*** SUPPLIED RECORDS

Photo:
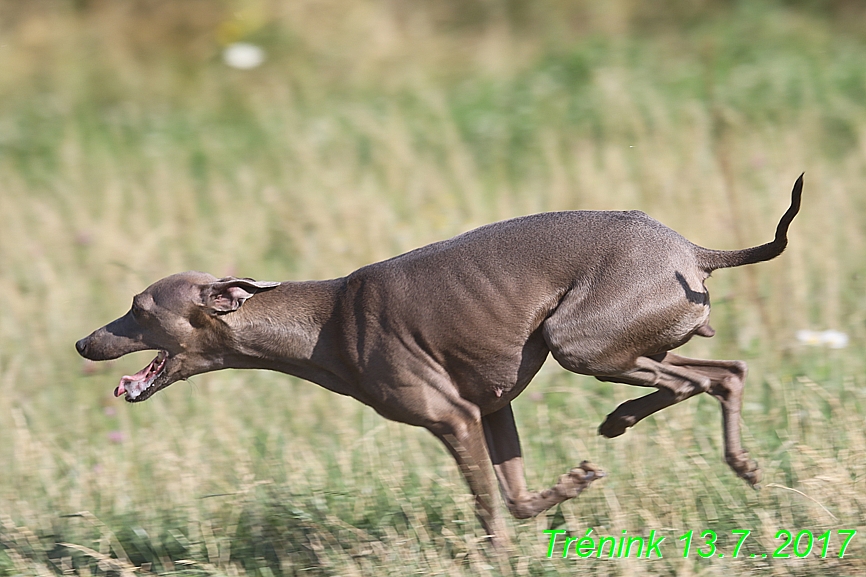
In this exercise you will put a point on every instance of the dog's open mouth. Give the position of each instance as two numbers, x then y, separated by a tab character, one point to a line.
136	384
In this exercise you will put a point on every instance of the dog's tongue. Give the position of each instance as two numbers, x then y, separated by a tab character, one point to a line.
126	380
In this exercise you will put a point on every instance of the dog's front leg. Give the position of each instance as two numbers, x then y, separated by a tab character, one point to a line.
503	445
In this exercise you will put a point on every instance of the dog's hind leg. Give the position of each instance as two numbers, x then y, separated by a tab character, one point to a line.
726	383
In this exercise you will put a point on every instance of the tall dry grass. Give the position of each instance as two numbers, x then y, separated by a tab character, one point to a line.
128	151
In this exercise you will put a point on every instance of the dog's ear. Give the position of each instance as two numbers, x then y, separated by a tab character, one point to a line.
228	294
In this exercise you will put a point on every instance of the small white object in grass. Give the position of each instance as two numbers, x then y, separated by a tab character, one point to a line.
831	339
243	55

******

* TASK DESCRIPTION: What is needed is an exact copy of the lines from the one containing "of the small" through the last line of the records above, both included.

* REPLY:
In this exercise you will put a point on every instance of the small white object in grass. Give the position of each instance as two numbers, x then y, separated by a tab character, one point to a line.
831	339
243	55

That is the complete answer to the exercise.